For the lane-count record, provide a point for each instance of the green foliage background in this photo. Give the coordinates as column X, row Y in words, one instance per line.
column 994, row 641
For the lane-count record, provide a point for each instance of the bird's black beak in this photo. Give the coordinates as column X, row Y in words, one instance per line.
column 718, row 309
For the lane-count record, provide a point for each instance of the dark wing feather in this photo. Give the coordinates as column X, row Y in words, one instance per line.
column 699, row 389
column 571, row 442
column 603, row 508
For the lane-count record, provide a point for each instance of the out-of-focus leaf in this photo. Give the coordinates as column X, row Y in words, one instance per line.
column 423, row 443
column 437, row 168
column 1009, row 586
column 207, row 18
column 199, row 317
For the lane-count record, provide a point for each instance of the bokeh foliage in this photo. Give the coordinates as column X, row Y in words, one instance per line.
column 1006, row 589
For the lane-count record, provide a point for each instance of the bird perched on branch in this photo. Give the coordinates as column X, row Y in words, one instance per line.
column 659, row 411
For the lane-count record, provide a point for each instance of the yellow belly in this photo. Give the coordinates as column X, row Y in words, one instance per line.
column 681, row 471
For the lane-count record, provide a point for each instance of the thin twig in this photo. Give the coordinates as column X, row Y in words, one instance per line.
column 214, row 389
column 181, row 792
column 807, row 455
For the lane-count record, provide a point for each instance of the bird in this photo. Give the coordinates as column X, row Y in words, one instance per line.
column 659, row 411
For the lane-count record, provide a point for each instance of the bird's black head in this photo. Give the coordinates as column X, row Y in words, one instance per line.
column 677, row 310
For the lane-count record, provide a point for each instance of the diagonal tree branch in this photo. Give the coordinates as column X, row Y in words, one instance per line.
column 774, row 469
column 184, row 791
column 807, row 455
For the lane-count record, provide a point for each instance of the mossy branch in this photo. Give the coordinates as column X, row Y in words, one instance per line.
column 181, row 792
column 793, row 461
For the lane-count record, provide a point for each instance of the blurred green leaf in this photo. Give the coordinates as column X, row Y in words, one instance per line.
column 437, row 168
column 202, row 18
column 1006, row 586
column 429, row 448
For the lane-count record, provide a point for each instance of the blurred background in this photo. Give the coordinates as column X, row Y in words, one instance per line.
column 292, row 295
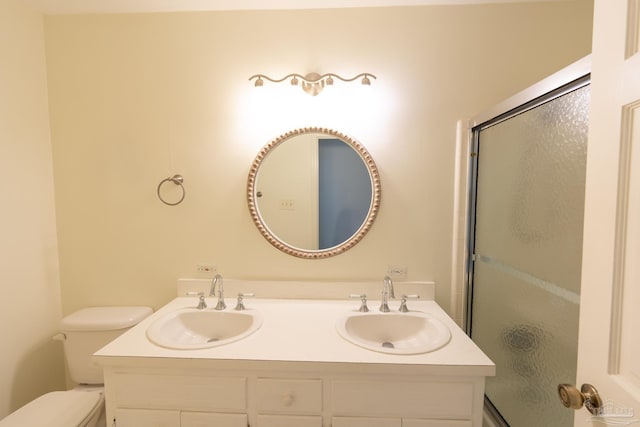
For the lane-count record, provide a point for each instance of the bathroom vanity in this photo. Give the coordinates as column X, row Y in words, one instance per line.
column 294, row 371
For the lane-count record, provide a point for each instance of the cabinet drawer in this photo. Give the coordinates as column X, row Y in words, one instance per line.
column 190, row 393
column 288, row 395
column 434, row 423
column 403, row 398
column 204, row 419
column 147, row 418
column 289, row 421
column 365, row 422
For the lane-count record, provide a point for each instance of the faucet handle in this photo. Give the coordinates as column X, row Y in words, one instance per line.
column 363, row 299
column 403, row 302
column 201, row 302
column 240, row 304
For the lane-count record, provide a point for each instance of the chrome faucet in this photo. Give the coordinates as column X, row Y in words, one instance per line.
column 217, row 280
column 387, row 292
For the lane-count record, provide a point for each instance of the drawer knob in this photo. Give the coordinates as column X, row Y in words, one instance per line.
column 287, row 399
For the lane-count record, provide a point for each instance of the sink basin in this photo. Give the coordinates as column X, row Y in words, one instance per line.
column 189, row 328
column 394, row 333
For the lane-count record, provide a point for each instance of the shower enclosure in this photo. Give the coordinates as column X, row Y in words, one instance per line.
column 525, row 248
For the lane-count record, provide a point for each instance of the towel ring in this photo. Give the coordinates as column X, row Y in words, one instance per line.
column 177, row 180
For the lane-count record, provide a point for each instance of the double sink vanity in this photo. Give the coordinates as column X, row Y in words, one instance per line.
column 298, row 355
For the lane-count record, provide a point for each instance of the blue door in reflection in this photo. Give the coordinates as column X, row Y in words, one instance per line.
column 345, row 192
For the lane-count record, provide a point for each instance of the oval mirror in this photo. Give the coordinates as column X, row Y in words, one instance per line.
column 313, row 192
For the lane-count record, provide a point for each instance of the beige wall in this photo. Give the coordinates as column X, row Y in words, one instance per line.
column 30, row 305
column 136, row 98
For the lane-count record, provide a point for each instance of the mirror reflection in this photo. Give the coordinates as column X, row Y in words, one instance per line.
column 313, row 192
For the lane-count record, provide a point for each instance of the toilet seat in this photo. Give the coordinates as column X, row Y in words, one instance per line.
column 73, row 408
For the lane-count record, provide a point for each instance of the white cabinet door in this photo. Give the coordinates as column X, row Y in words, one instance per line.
column 147, row 418
column 608, row 345
column 204, row 419
column 289, row 421
column 365, row 422
column 406, row 422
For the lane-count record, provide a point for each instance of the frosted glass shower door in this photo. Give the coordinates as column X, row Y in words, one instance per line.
column 527, row 255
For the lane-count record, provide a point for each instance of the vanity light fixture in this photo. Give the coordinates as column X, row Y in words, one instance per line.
column 312, row 83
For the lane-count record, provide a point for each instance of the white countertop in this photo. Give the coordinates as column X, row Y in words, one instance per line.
column 300, row 331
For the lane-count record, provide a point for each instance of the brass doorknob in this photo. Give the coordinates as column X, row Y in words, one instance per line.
column 573, row 398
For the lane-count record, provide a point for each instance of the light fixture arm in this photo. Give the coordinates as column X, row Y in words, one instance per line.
column 312, row 83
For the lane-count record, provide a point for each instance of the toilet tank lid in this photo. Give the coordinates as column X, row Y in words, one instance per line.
column 104, row 318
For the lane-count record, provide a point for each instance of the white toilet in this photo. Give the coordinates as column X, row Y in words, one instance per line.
column 83, row 332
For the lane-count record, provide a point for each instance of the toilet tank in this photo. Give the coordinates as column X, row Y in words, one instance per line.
column 88, row 330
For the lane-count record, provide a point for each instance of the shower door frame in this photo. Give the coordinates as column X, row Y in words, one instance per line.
column 571, row 78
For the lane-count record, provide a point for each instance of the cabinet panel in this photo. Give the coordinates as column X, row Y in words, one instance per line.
column 289, row 395
column 181, row 392
column 289, row 421
column 403, row 398
column 204, row 419
column 365, row 422
column 147, row 418
column 435, row 423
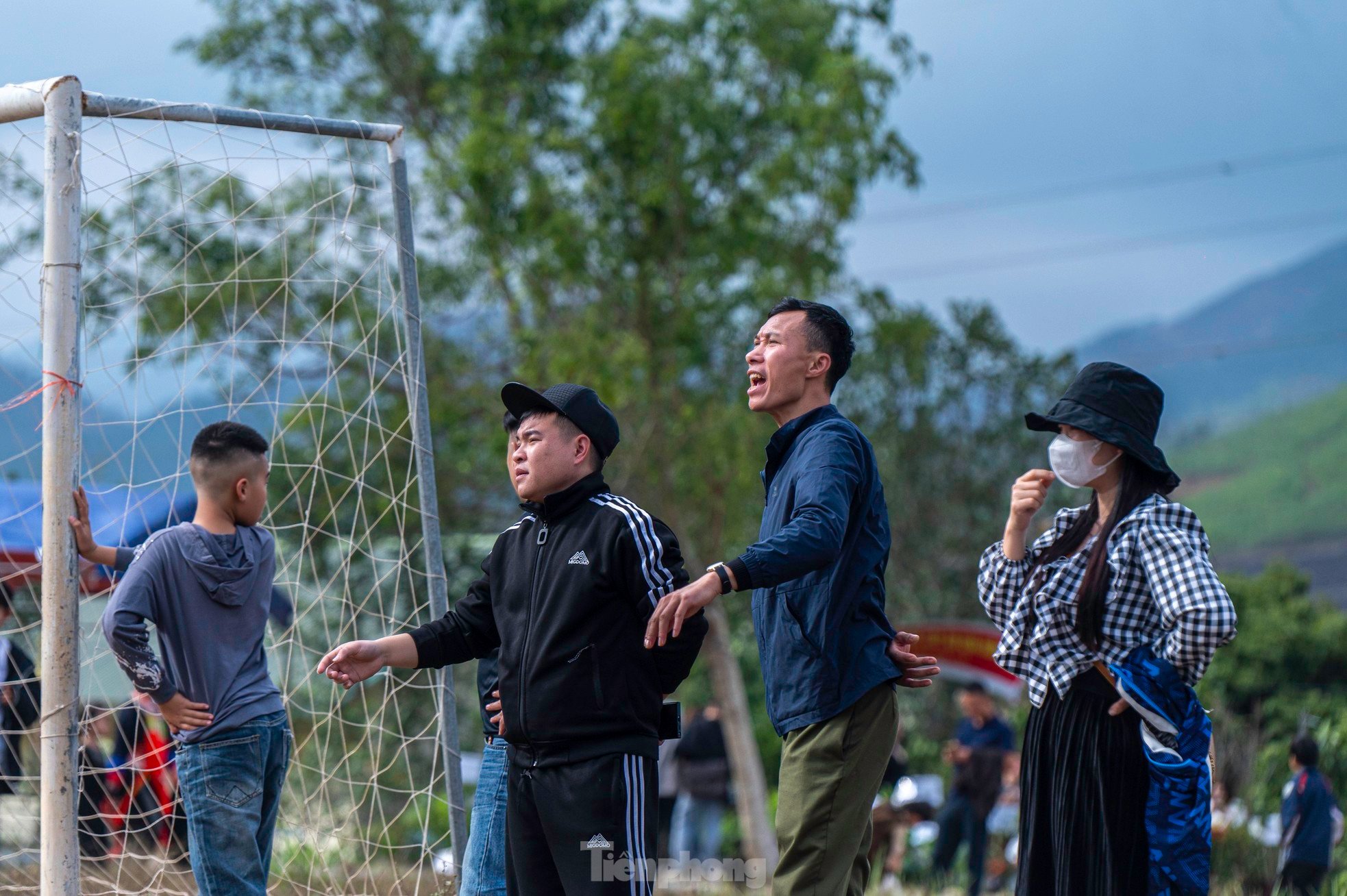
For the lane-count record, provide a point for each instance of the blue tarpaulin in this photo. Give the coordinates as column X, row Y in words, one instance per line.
column 120, row 515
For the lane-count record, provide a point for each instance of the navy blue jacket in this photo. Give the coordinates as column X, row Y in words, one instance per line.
column 817, row 571
column 1307, row 818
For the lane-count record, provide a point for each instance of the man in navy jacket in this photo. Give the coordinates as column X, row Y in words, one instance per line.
column 1307, row 821
column 829, row 655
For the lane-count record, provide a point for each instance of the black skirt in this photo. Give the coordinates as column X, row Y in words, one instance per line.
column 1083, row 797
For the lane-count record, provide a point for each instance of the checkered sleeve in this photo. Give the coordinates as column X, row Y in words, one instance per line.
column 1195, row 610
column 1000, row 584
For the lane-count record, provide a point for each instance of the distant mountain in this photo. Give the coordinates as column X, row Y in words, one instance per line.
column 1273, row 489
column 1264, row 345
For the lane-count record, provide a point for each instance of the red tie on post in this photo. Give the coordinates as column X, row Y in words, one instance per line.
column 64, row 386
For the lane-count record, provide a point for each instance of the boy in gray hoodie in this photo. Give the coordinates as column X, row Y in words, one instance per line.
column 206, row 586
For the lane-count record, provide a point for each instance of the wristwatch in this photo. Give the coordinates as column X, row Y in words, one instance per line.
column 724, row 574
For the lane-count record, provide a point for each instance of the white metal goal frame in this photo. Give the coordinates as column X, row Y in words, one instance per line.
column 64, row 104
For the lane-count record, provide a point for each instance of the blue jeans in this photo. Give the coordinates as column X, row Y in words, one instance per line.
column 484, row 858
column 231, row 793
column 695, row 827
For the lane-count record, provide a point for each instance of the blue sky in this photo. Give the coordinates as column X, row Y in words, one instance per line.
column 1022, row 95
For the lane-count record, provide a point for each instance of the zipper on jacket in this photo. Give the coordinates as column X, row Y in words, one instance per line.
column 528, row 630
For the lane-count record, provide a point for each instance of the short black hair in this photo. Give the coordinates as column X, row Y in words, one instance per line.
column 1306, row 751
column 828, row 330
column 224, row 441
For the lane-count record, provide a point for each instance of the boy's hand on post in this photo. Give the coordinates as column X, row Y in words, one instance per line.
column 917, row 671
column 352, row 662
column 81, row 527
column 674, row 608
column 185, row 716
column 499, row 719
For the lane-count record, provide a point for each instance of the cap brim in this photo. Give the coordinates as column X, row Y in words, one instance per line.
column 1041, row 423
column 519, row 401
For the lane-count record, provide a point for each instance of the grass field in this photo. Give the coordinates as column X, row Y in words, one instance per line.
column 1276, row 482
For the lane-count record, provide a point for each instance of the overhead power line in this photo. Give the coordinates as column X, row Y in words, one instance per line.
column 1054, row 255
column 1111, row 184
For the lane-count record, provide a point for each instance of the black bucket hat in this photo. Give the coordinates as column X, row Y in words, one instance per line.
column 1117, row 405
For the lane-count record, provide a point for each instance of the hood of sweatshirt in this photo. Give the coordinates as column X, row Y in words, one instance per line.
column 225, row 584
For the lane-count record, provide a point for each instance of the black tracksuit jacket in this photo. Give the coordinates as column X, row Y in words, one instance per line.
column 566, row 595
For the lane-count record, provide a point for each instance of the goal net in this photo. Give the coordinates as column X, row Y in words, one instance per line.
column 248, row 274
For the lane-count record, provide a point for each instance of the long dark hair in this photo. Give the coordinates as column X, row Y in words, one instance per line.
column 1137, row 483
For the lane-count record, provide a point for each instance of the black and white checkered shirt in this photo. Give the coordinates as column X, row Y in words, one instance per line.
column 1164, row 593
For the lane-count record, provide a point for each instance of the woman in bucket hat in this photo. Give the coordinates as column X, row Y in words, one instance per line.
column 1128, row 570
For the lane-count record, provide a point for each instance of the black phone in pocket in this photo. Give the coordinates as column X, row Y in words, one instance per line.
column 671, row 721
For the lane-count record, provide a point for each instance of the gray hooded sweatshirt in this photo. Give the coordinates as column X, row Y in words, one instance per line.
column 210, row 614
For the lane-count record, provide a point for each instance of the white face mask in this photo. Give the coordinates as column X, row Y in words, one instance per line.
column 1074, row 461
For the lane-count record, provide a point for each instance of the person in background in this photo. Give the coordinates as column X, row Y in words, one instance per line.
column 978, row 751
column 21, row 697
column 704, row 787
column 484, row 858
column 1307, row 822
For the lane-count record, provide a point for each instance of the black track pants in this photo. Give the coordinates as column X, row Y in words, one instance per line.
column 582, row 827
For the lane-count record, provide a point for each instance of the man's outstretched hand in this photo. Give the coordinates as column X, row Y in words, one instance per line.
column 676, row 607
column 917, row 671
column 352, row 662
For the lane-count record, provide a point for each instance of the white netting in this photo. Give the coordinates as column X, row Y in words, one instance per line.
column 232, row 273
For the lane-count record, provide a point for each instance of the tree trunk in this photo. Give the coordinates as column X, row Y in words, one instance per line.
column 737, row 724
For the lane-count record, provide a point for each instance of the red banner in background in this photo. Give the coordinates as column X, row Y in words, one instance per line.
column 965, row 652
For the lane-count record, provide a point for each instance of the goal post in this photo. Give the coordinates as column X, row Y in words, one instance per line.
column 284, row 294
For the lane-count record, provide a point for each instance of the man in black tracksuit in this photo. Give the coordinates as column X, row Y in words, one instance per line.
column 566, row 595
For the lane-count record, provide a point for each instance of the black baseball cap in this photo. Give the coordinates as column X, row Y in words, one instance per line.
column 577, row 403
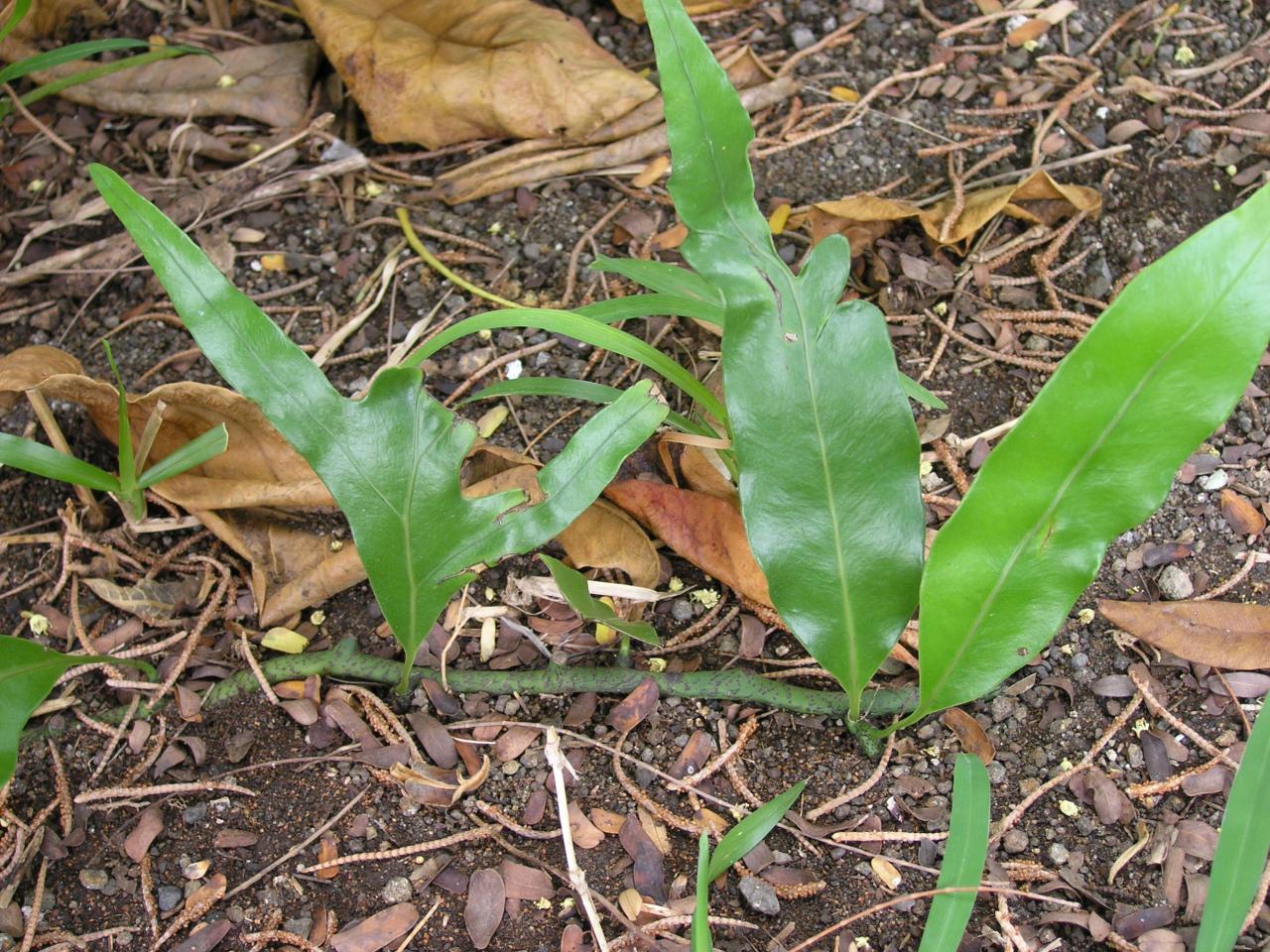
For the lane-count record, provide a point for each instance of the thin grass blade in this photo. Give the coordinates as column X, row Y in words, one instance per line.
column 962, row 858
column 1241, row 846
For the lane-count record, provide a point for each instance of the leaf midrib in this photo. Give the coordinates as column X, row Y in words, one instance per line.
column 952, row 661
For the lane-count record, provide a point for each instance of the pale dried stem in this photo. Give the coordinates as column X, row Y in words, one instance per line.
column 1086, row 763
column 576, row 878
column 413, row 849
column 95, row 796
column 860, row 788
column 1178, row 724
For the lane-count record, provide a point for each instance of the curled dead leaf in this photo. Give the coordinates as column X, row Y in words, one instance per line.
column 1035, row 199
column 1229, row 635
column 444, row 71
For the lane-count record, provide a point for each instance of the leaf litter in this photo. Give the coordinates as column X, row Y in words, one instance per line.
column 1189, row 885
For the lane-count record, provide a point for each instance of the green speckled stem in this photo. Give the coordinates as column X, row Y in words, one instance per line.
column 344, row 660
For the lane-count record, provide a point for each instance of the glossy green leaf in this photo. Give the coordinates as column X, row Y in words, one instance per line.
column 962, row 857
column 701, row 938
column 624, row 308
column 749, row 832
column 572, row 587
column 132, row 498
column 54, row 86
column 594, row 333
column 28, row 671
column 916, row 391
column 822, row 430
column 1241, row 847
column 575, row 390
column 661, row 278
column 16, row 16
column 391, row 460
column 66, row 54
column 195, row 452
column 1093, row 454
column 45, row 461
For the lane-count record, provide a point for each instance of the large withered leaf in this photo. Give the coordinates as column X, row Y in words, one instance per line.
column 441, row 71
column 1228, row 635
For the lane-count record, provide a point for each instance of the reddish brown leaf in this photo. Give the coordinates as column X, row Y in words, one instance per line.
column 535, row 807
column 585, row 834
column 753, row 636
column 1241, row 515
column 149, row 825
column 377, row 930
column 303, row 711
column 649, row 869
column 436, row 739
column 525, row 881
column 974, row 739
column 705, row 530
column 206, row 938
column 580, row 710
column 326, row 851
column 234, row 839
column 486, row 897
column 694, row 756
column 572, row 937
column 1229, row 635
column 634, row 707
column 515, row 742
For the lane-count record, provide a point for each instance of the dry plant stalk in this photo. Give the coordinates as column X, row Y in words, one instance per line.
column 576, row 878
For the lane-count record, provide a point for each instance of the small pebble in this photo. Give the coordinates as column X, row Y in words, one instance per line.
column 1175, row 583
column 760, row 895
column 1015, row 841
column 802, row 37
column 397, row 890
column 1214, row 481
column 94, row 880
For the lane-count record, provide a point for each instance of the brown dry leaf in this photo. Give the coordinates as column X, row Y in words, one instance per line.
column 602, row 537
column 327, row 851
column 634, row 707
column 271, row 84
column 1239, row 515
column 1026, row 32
column 607, row 821
column 585, row 834
column 974, row 739
column 444, row 71
column 437, row 743
column 1038, row 198
column 236, row 494
column 1227, row 635
column 703, row 476
column 515, row 742
column 151, row 601
column 486, row 897
column 885, row 873
column 149, row 825
column 705, row 530
column 377, row 930
column 235, row 839
column 525, row 881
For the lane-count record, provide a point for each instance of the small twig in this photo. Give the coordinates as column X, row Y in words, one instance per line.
column 576, row 878
column 94, row 796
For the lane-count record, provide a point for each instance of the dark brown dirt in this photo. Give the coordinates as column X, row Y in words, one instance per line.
column 1037, row 726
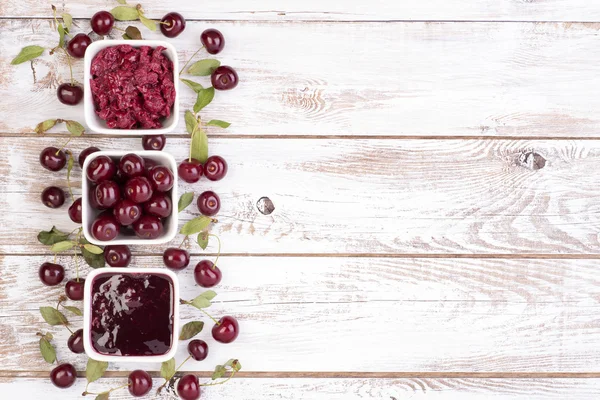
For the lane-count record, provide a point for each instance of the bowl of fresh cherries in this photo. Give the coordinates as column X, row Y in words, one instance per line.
column 128, row 198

**To do**
Beginning with the line that holds "the dry plant", return each line through the end of the records above exactly. Do not include pictures.

**Solved exercise**
For the lane-count record, provide a point for each instance of the dry plant stalk in this photo. Give the coordinates as column X, row Y in words, one instance per line.
column 576, row 878
For the lane-count record, provide a point for each instance of the small pebble in this photo. Give the coordinates as column X, row Y in words, one instance per line.
column 1175, row 583
column 760, row 895
column 1015, row 841
column 802, row 37
column 397, row 890
column 1214, row 481
column 94, row 880
For the lane-count record, provide a point for each instance of the brown dry leaf in this photo. Give the coordinates as column X, row Y in words, one instance per line.
column 602, row 537
column 327, row 851
column 634, row 707
column 271, row 84
column 1239, row 515
column 1026, row 32
column 607, row 821
column 585, row 834
column 974, row 739
column 444, row 71
column 437, row 743
column 1038, row 198
column 236, row 494
column 1227, row 635
column 703, row 476
column 515, row 742
column 151, row 601
column 486, row 897
column 885, row 873
column 149, row 825
column 705, row 530
column 377, row 930
column 235, row 839
column 525, row 881
For the lane-count record, provide a point for each instance of the small twig in this photo. Give the coordinates as column X, row Y in words, one instance per line.
column 576, row 878
column 94, row 796
For the lane-count record, provide a point for each instance of the dark brown dirt in this photo. Give the coordinates as column X, row Y in words, one instance per line.
column 1037, row 726
For the lane-count record, provide a point for each instance of the bowl of fresh cherries in this photo. Give the coordinates as column X, row Y in words, one instance per line.
column 128, row 198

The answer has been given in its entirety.